§ Problem requirements:
In the listing, find every line that has the string "blue" and copy it.

§ Data for review:
_ _ _ _ _

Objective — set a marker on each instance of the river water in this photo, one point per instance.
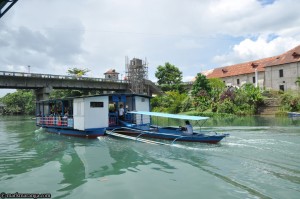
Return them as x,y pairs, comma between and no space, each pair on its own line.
260,159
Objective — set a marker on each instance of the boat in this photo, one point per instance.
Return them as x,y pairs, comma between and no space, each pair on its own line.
293,114
87,116
141,127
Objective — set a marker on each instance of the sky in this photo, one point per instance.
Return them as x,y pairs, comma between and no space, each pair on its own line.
194,35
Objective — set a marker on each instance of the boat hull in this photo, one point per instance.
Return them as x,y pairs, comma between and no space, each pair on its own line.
213,139
89,133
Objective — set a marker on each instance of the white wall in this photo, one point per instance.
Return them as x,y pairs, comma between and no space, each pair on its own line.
142,104
245,78
86,117
290,73
78,113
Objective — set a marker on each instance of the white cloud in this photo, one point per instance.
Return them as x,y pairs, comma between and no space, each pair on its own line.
248,50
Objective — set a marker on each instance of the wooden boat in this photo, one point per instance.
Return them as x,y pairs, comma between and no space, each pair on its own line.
87,116
293,114
141,127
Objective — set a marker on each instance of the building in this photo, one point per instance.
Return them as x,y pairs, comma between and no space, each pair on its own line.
112,74
277,73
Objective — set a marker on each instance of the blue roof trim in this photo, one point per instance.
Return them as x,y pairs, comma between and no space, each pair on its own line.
168,115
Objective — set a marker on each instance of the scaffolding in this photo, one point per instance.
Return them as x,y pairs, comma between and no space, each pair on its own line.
137,73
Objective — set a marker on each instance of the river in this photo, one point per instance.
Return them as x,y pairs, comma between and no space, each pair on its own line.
260,159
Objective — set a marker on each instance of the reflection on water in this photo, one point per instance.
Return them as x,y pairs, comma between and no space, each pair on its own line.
259,160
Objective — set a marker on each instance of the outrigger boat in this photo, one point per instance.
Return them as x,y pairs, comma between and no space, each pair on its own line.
87,116
141,127
294,115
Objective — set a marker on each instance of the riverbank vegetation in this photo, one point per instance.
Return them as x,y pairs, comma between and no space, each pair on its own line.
206,97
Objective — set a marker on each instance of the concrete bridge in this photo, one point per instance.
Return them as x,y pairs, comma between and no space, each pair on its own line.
44,83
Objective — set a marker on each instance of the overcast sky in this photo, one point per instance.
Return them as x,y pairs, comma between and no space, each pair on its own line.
194,35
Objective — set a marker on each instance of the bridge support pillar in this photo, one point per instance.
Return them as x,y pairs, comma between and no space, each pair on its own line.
43,93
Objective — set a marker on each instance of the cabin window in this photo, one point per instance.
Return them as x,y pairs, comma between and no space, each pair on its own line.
281,73
281,87
96,104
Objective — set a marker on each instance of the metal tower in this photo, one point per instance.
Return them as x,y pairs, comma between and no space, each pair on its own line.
137,73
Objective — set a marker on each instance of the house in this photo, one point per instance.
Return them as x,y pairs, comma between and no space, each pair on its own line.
112,74
277,73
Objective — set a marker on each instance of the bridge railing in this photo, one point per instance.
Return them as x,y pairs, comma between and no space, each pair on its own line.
50,76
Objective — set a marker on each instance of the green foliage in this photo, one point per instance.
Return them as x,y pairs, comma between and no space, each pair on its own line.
217,87
298,81
169,77
242,101
201,84
19,102
170,103
290,101
78,71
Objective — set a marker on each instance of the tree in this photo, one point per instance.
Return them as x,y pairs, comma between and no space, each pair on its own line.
78,72
217,87
169,77
298,81
19,102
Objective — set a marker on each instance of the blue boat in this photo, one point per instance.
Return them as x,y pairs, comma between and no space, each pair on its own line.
293,115
141,127
87,116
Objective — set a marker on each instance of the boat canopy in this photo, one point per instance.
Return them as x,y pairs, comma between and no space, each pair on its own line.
168,115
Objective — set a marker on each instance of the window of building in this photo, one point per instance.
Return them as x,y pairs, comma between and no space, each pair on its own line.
281,87
281,73
96,104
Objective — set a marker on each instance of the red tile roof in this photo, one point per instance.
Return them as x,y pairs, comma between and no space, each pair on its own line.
111,71
249,67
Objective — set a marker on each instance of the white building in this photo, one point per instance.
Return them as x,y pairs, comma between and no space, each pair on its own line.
276,73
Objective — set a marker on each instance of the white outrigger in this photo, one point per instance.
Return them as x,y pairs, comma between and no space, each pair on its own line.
141,127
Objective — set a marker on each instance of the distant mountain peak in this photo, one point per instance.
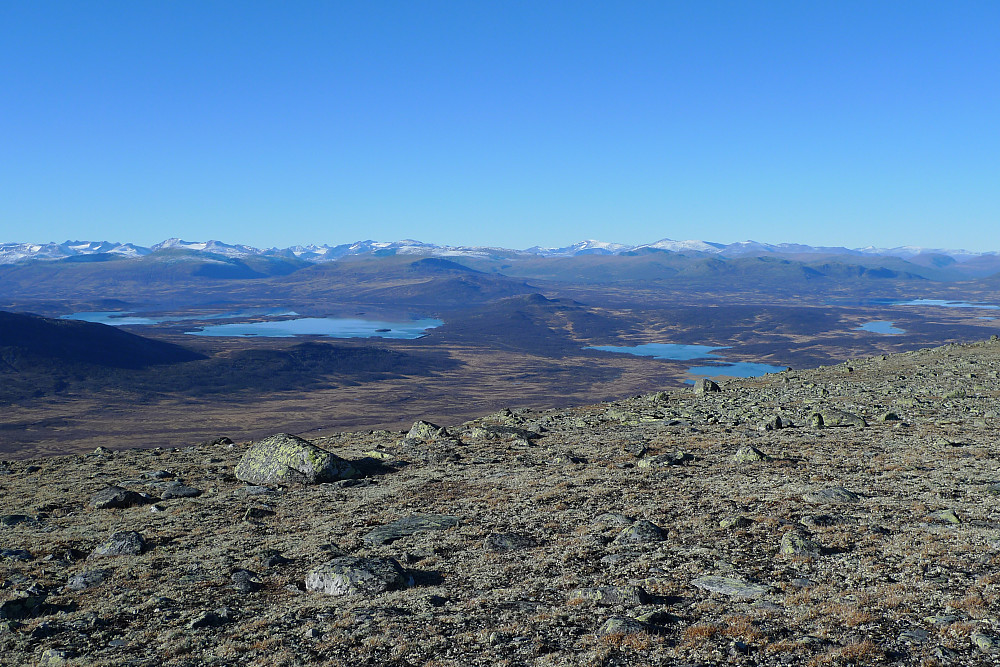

_ _ _ _ _

§ Answer below:
Objective — set a marker on each instance of the blue roof trim in this photo, one point per instance.
Objective — set a marker on each instance of the blue boat in this photo, one point per instance.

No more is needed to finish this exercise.